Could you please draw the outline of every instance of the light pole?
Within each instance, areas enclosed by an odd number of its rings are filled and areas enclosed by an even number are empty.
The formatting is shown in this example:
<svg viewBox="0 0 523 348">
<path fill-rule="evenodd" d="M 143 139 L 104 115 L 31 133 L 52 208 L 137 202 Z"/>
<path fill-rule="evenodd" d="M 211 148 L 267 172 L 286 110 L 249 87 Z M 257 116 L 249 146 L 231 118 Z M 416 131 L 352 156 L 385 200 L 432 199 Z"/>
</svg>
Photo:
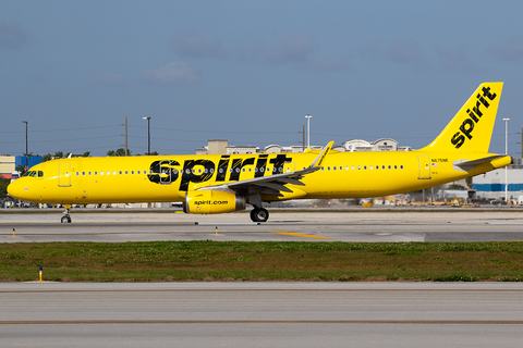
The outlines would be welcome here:
<svg viewBox="0 0 523 348">
<path fill-rule="evenodd" d="M 28 146 L 27 146 L 27 124 L 28 124 L 28 122 L 27 121 L 22 121 L 22 123 L 25 123 L 25 170 L 27 171 L 29 169 L 29 159 L 28 159 L 29 150 L 28 150 Z"/>
<path fill-rule="evenodd" d="M 311 119 L 313 119 L 313 116 L 306 115 L 305 119 L 307 119 L 307 148 L 309 148 L 311 147 Z"/>
<path fill-rule="evenodd" d="M 504 154 L 509 154 L 509 121 L 510 119 L 503 119 L 503 121 L 504 121 Z M 508 203 L 507 191 L 509 188 L 509 182 L 507 179 L 507 171 L 508 171 L 508 166 L 504 167 L 504 201 Z"/>
<path fill-rule="evenodd" d="M 147 120 L 147 156 L 150 156 L 150 117 L 142 117 Z"/>
</svg>

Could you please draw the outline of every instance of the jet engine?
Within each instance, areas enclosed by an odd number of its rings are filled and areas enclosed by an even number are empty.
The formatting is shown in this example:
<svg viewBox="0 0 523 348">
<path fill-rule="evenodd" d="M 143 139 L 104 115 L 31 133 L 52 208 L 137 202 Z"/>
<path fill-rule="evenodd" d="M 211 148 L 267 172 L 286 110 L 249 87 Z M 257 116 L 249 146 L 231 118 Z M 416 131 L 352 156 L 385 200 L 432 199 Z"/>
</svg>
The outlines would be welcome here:
<svg viewBox="0 0 523 348">
<path fill-rule="evenodd" d="M 245 196 L 219 190 L 187 191 L 183 211 L 190 214 L 221 214 L 244 210 Z"/>
</svg>

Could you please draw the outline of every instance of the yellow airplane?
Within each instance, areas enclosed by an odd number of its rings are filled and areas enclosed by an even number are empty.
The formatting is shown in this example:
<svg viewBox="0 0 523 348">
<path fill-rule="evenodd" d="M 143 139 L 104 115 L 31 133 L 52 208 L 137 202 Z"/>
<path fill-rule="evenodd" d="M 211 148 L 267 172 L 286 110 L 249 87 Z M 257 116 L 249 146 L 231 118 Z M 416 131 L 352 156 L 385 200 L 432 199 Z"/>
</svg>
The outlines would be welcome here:
<svg viewBox="0 0 523 348">
<path fill-rule="evenodd" d="M 15 198 L 65 204 L 183 201 L 191 214 L 254 209 L 288 199 L 366 198 L 433 187 L 503 167 L 489 153 L 502 83 L 482 84 L 441 134 L 415 151 L 75 158 L 33 166 L 8 187 Z"/>
</svg>

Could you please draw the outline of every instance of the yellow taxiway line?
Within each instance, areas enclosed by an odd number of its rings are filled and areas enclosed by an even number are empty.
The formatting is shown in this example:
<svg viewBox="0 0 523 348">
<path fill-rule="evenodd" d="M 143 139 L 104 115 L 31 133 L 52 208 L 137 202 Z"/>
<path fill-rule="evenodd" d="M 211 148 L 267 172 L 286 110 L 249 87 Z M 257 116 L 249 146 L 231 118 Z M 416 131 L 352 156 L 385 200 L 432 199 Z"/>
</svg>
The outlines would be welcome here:
<svg viewBox="0 0 523 348">
<path fill-rule="evenodd" d="M 277 235 L 288 235 L 294 237 L 305 237 L 305 238 L 318 238 L 318 239 L 333 239 L 335 237 L 321 237 L 321 236 L 313 236 L 313 235 L 303 235 L 301 233 L 293 233 L 293 232 L 271 232 Z"/>
</svg>

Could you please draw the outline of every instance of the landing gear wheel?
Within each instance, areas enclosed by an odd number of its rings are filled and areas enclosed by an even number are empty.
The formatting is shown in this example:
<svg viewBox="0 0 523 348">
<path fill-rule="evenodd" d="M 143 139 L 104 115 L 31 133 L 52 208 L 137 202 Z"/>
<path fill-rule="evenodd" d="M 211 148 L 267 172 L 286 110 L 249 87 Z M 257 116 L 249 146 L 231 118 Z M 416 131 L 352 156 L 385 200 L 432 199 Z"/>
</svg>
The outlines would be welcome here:
<svg viewBox="0 0 523 348">
<path fill-rule="evenodd" d="M 62 224 L 70 224 L 71 223 L 71 206 L 65 206 L 65 211 L 63 212 L 62 220 L 60 220 Z"/>
<path fill-rule="evenodd" d="M 251 211 L 251 220 L 254 222 L 266 222 L 269 219 L 269 212 L 264 208 L 255 208 Z"/>
</svg>

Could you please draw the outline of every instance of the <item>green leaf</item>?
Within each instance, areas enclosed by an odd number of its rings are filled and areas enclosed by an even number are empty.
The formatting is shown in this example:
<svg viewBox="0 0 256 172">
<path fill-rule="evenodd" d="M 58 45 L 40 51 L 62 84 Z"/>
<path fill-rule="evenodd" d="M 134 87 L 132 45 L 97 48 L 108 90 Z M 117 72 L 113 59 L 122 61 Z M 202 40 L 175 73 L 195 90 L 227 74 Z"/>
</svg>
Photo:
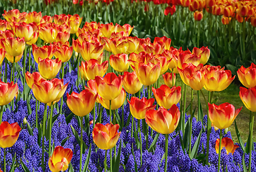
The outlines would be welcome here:
<svg viewBox="0 0 256 172">
<path fill-rule="evenodd" d="M 80 137 L 78 135 L 78 133 L 76 132 L 76 130 L 72 125 L 70 126 L 71 126 L 72 133 L 75 135 L 76 141 L 78 143 L 78 144 L 80 144 Z M 83 153 L 86 152 L 86 149 L 87 148 L 88 146 L 86 145 L 86 143 L 84 143 L 84 141 L 83 140 Z"/>
<path fill-rule="evenodd" d="M 121 149 L 122 149 L 122 139 L 120 140 L 119 148 L 118 150 L 117 156 L 116 158 L 115 163 L 113 166 L 113 171 L 119 171 Z"/>
<path fill-rule="evenodd" d="M 134 158 L 134 170 L 136 172 L 138 172 L 138 167 L 137 166 L 137 162 L 136 162 L 136 159 L 135 159 L 135 156 L 134 156 L 134 151 L 133 150 L 133 144 L 132 145 L 132 153 L 133 156 L 133 158 Z"/>
<path fill-rule="evenodd" d="M 14 171 L 14 168 L 15 168 L 15 160 L 16 160 L 16 153 L 14 153 L 14 158 L 12 158 L 12 163 L 11 169 L 10 169 L 10 171 L 9 171 L 10 172 Z"/>
<path fill-rule="evenodd" d="M 33 135 L 33 130 L 31 129 L 29 122 L 27 121 L 27 129 L 30 135 Z"/>
<path fill-rule="evenodd" d="M 24 170 L 24 172 L 29 172 L 29 168 L 26 166 L 26 165 L 22 162 L 22 161 L 20 161 L 22 163 L 22 169 Z"/>
<path fill-rule="evenodd" d="M 246 163 L 245 163 L 245 161 L 244 161 L 244 156 L 245 156 L 245 153 L 244 152 L 244 155 L 242 156 L 242 168 L 244 169 L 244 172 L 247 172 L 247 168 L 246 168 Z"/>
<path fill-rule="evenodd" d="M 71 162 L 69 163 L 68 166 L 68 172 L 74 172 L 74 168 L 73 168 Z"/>
<path fill-rule="evenodd" d="M 89 151 L 88 152 L 86 162 L 84 163 L 84 165 L 83 165 L 83 172 L 85 172 L 87 171 L 88 166 L 89 165 L 89 160 L 91 158 L 91 143 L 90 144 Z"/>
<path fill-rule="evenodd" d="M 157 143 L 157 141 L 159 135 L 160 135 L 159 133 L 157 133 L 155 135 L 155 136 L 154 138 L 154 140 L 153 140 L 153 142 L 151 143 L 150 147 L 150 148 L 148 150 L 149 152 L 152 152 L 153 151 L 153 148 L 155 148 L 155 144 Z"/>
<path fill-rule="evenodd" d="M 242 140 L 242 138 L 240 136 L 240 133 L 239 133 L 239 132 L 238 130 L 236 120 L 234 120 L 234 128 L 236 130 L 236 133 L 237 133 L 238 141 L 239 142 L 239 144 L 240 144 L 240 146 L 241 146 L 241 148 L 242 149 L 242 151 L 244 152 L 245 151 L 244 144 L 244 142 Z"/>
<path fill-rule="evenodd" d="M 186 150 L 188 150 L 189 137 L 190 137 L 189 130 L 191 128 L 191 120 L 189 118 L 185 125 L 185 132 L 184 132 L 184 134 L 183 135 L 183 145 L 184 145 L 184 148 Z"/>
<path fill-rule="evenodd" d="M 197 156 L 201 134 L 202 134 L 202 130 L 201 130 L 200 133 L 196 138 L 195 144 L 193 146 L 191 153 L 189 155 L 189 158 L 191 158 L 191 159 L 195 158 Z"/>
</svg>

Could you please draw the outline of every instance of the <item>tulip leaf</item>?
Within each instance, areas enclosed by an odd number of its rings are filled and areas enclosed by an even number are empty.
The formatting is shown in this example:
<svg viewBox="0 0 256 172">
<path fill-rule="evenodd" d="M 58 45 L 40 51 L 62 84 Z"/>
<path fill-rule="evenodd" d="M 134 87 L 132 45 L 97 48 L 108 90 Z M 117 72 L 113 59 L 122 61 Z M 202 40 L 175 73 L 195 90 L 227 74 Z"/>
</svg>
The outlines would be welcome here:
<svg viewBox="0 0 256 172">
<path fill-rule="evenodd" d="M 30 135 L 33 135 L 33 131 L 31 129 L 31 127 L 30 127 L 30 125 L 29 125 L 29 122 L 27 122 L 27 131 L 29 132 L 29 134 Z"/>
<path fill-rule="evenodd" d="M 202 129 L 201 129 L 200 133 L 196 138 L 195 144 L 193 146 L 191 153 L 189 155 L 189 158 L 191 158 L 191 159 L 195 158 L 197 156 L 201 134 L 202 134 Z"/>
<path fill-rule="evenodd" d="M 150 147 L 150 148 L 149 148 L 149 150 L 148 150 L 149 152 L 152 152 L 152 151 L 153 151 L 154 148 L 155 148 L 155 144 L 157 143 L 157 139 L 158 139 L 159 135 L 160 135 L 160 133 L 157 133 L 155 135 L 155 138 L 154 138 L 154 140 L 153 140 L 153 142 L 151 143 Z"/>
<path fill-rule="evenodd" d="M 85 172 L 87 171 L 88 166 L 89 165 L 89 160 L 91 158 L 91 143 L 90 144 L 89 151 L 88 152 L 86 162 L 84 163 L 84 165 L 83 165 L 83 172 Z"/>
<path fill-rule="evenodd" d="M 244 142 L 242 140 L 242 138 L 240 136 L 240 133 L 239 133 L 239 132 L 238 130 L 236 120 L 234 120 L 234 128 L 236 130 L 237 139 L 238 139 L 238 141 L 239 142 L 241 148 L 242 149 L 242 151 L 244 152 L 245 151 L 244 144 Z"/>
<path fill-rule="evenodd" d="M 125 128 L 127 127 L 129 124 L 129 122 L 131 120 L 131 118 L 132 118 L 132 114 L 131 114 L 131 112 L 129 113 L 129 116 L 128 116 L 128 118 L 127 118 L 127 123 L 125 124 Z"/>
<path fill-rule="evenodd" d="M 70 123 L 70 120 L 72 119 L 72 118 L 74 116 L 75 114 L 73 114 L 73 113 L 70 113 L 66 118 L 65 118 L 65 122 L 67 123 Z"/>
<path fill-rule="evenodd" d="M 68 172 L 74 172 L 74 168 L 73 168 L 71 162 L 68 165 Z"/>
<path fill-rule="evenodd" d="M 178 135 L 179 135 L 179 137 L 180 137 L 180 145 L 181 145 L 181 148 L 183 150 L 184 154 L 186 154 L 185 148 L 184 148 L 184 144 L 183 144 L 183 142 L 182 140 L 181 135 L 180 135 L 180 130 L 178 131 Z"/>
<path fill-rule="evenodd" d="M 242 168 L 244 169 L 244 172 L 247 172 L 247 168 L 246 168 L 246 163 L 245 163 L 245 161 L 244 161 L 244 156 L 245 156 L 245 153 L 244 152 L 244 155 L 242 155 Z"/>
<path fill-rule="evenodd" d="M 121 156 L 121 150 L 122 150 L 122 139 L 119 143 L 119 148 L 118 150 L 117 156 L 116 157 L 115 163 L 113 166 L 113 171 L 119 171 L 119 166 L 120 166 L 120 156 Z"/>
<path fill-rule="evenodd" d="M 137 162 L 136 162 L 135 156 L 134 156 L 134 151 L 133 150 L 133 143 L 132 145 L 132 153 L 133 158 L 134 158 L 134 170 L 135 170 L 135 172 L 138 172 L 138 167 L 137 166 Z"/>
<path fill-rule="evenodd" d="M 29 168 L 26 166 L 26 165 L 22 162 L 22 161 L 20 161 L 22 163 L 22 169 L 24 170 L 24 172 L 29 172 Z"/>
<path fill-rule="evenodd" d="M 65 145 L 65 143 L 66 143 L 66 141 L 68 139 L 68 136 L 67 136 L 65 138 L 64 138 L 62 141 L 61 141 L 61 146 L 63 146 Z"/>
<path fill-rule="evenodd" d="M 76 130 L 72 125 L 70 126 L 71 126 L 72 133 L 75 135 L 76 141 L 78 143 L 78 144 L 80 144 L 80 137 L 78 135 L 78 133 L 76 132 Z M 87 148 L 88 146 L 86 145 L 86 143 L 84 143 L 84 141 L 83 140 L 83 153 L 86 152 L 86 149 Z"/>
<path fill-rule="evenodd" d="M 191 129 L 191 125 L 192 125 L 192 124 L 191 123 L 191 120 L 189 118 L 185 125 L 185 131 L 183 135 L 183 138 L 182 139 L 183 145 L 184 145 L 184 148 L 186 150 L 188 150 L 189 137 L 191 137 L 190 132 L 189 132 L 189 130 Z"/>
<path fill-rule="evenodd" d="M 10 172 L 13 172 L 14 171 L 14 168 L 15 168 L 15 160 L 16 160 L 16 153 L 14 153 L 14 156 L 12 158 L 12 166 L 11 166 L 11 169 L 10 169 Z"/>
</svg>

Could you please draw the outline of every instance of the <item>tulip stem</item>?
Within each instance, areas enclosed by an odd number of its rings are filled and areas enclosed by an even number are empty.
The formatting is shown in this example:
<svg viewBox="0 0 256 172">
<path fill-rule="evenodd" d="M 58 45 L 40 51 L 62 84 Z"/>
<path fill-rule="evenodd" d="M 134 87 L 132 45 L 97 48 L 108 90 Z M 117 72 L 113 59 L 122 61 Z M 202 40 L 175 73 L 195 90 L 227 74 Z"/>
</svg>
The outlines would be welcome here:
<svg viewBox="0 0 256 172">
<path fill-rule="evenodd" d="M 111 100 L 109 100 L 109 123 L 112 122 Z"/>
<path fill-rule="evenodd" d="M 47 110 L 47 105 L 45 104 L 44 117 L 42 119 L 42 169 L 45 171 L 44 156 L 45 156 L 45 123 Z"/>
<path fill-rule="evenodd" d="M 212 97 L 213 94 L 214 94 L 214 92 L 209 92 L 209 93 L 208 93 L 208 102 L 209 102 L 209 103 L 211 103 L 211 97 Z M 208 105 L 208 103 L 206 103 L 206 107 L 207 107 L 207 143 L 206 143 L 207 148 L 206 148 L 206 164 L 208 164 L 209 151 L 209 147 L 210 147 L 210 134 L 211 134 L 211 123 L 210 118 L 209 117 L 209 105 Z"/>
<path fill-rule="evenodd" d="M 168 157 L 168 138 L 169 135 L 165 134 L 165 172 L 167 171 L 167 163 Z"/>
<path fill-rule="evenodd" d="M 4 58 L 4 64 L 5 64 L 5 68 L 4 68 L 4 80 L 5 80 L 5 82 L 6 83 L 7 82 L 7 63 L 8 63 L 8 61 L 6 59 L 6 58 Z"/>
<path fill-rule="evenodd" d="M 104 172 L 106 172 L 106 155 L 108 153 L 108 150 L 105 150 L 105 160 L 104 160 Z"/>
<path fill-rule="evenodd" d="M 1 119 L 3 118 L 4 105 L 0 106 L 0 124 L 1 124 Z"/>
<path fill-rule="evenodd" d="M 64 78 L 64 63 L 61 63 L 61 79 L 63 78 Z M 60 114 L 63 111 L 63 96 L 62 96 L 60 99 Z"/>
<path fill-rule="evenodd" d="M 94 107 L 93 107 L 93 128 L 94 128 L 94 126 L 95 126 L 95 112 L 96 111 L 96 108 L 95 108 L 95 104 L 94 104 Z M 99 115 L 99 114 L 98 114 Z"/>
<path fill-rule="evenodd" d="M 49 157 L 51 156 L 50 155 L 50 150 L 52 148 L 52 113 L 53 113 L 53 105 L 52 102 L 51 103 L 50 105 L 50 122 L 48 123 L 48 125 L 50 125 L 50 137 L 49 137 Z"/>
<path fill-rule="evenodd" d="M 140 133 L 140 166 L 142 166 L 142 134 L 140 131 L 140 120 L 138 119 L 138 123 L 137 124 L 137 129 Z"/>
<path fill-rule="evenodd" d="M 37 100 L 37 99 L 36 99 L 35 100 L 35 127 L 38 129 L 37 105 L 38 105 L 38 100 Z"/>
<path fill-rule="evenodd" d="M 4 171 L 6 171 L 6 148 L 4 148 Z"/>
<path fill-rule="evenodd" d="M 83 117 L 80 117 L 81 120 L 81 136 L 80 136 L 80 168 L 79 172 L 82 171 L 82 154 L 83 154 Z"/>
<path fill-rule="evenodd" d="M 253 131 L 253 123 L 255 120 L 255 115 L 252 115 L 252 112 L 250 112 L 250 143 L 249 143 L 249 172 L 251 172 L 252 168 L 252 131 Z"/>
<path fill-rule="evenodd" d="M 222 129 L 219 129 L 219 158 L 218 158 L 218 172 L 219 172 L 221 165 L 221 140 L 222 140 Z"/>
<path fill-rule="evenodd" d="M 191 136 L 192 136 L 192 120 L 193 120 L 193 89 L 191 88 L 191 126 L 190 126 L 190 129 L 189 129 L 189 150 L 188 150 L 188 155 L 190 155 L 191 153 Z M 199 109 L 198 109 L 199 110 Z"/>
</svg>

● ● ● ●

THE TASK
Convert the lines from the one containing "landing gear wheel?" through the one containing "62 224 L 70", inclusive, into a Markdown table with the columns Row and Line Text, numbering each line and omitting any blank lines.

SOLUTION
| Row | Line Text |
|---|---|
| 1 | Could you please draw the outline of every instance of the landing gear wheel? |
| 2 | Within each instance, areas enclosed by an odd number of its rings are filled and areas enclosed by an even number are empty. |
| 3 | The formatting is shown in this example: |
| 4 | <svg viewBox="0 0 523 348"> |
| 5 | <path fill-rule="evenodd" d="M 143 139 L 104 115 L 31 133 L 52 208 L 137 202 Z"/> |
| 6 | <path fill-rule="evenodd" d="M 211 148 L 267 172 L 286 110 L 249 87 Z M 257 116 L 249 146 L 231 118 Z M 416 131 L 352 156 L 385 200 L 432 199 Z"/> |
| 7 | </svg> |
| 8 | The outlines would be welcome here: |
| 9 | <svg viewBox="0 0 523 348"> |
| 10 | <path fill-rule="evenodd" d="M 62 224 L 70 224 L 71 223 L 71 206 L 65 206 L 65 211 L 63 212 L 62 220 L 60 220 Z"/> |